Exercise:
Would you transcribe the line containing "Query: bare tree" and every line after it, through the end of the records below, exactly and with nothing else?

(Stored records)
══════════
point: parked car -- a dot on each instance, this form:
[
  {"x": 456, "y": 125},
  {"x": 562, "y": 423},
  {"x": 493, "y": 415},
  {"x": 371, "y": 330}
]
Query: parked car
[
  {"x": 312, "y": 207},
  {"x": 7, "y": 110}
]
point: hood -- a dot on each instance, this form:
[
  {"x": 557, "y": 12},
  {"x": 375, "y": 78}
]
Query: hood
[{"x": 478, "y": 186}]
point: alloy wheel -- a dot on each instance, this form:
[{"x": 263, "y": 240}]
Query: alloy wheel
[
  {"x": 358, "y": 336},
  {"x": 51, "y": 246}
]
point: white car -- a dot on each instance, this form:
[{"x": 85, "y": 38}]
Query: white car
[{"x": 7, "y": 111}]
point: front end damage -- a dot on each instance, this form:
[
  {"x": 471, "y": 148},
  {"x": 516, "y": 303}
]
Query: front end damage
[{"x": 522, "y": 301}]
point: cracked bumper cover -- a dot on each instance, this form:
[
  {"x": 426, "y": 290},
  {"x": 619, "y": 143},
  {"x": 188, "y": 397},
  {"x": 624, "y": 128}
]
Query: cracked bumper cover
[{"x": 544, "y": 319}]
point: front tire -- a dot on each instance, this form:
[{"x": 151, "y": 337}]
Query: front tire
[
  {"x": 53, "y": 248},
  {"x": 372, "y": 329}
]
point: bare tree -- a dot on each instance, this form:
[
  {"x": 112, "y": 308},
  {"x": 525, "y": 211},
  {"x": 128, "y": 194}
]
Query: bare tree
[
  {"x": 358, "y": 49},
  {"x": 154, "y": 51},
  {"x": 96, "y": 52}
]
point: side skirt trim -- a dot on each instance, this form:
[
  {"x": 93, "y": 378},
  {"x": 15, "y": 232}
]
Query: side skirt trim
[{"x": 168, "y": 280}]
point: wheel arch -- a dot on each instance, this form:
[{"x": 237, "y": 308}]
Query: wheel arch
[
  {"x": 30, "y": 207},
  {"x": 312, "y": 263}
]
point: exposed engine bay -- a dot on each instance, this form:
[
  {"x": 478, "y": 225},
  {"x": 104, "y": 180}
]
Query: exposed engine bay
══════════
Result for this exercise:
Query: bare tree
[
  {"x": 358, "y": 49},
  {"x": 154, "y": 51},
  {"x": 96, "y": 52}
]
point: side skirt trim -- a dot on each instance, this form:
[
  {"x": 93, "y": 378},
  {"x": 15, "y": 232}
]
Query: side skirt trim
[{"x": 168, "y": 280}]
point: wheel arch -- a dot on each instance, this form:
[{"x": 237, "y": 308}]
Query: wheel arch
[
  {"x": 30, "y": 207},
  {"x": 312, "y": 263}
]
point: exposed engine bay -- a dot on each instance, this form:
[
  {"x": 478, "y": 225},
  {"x": 104, "y": 180}
]
Query: exposed engine bay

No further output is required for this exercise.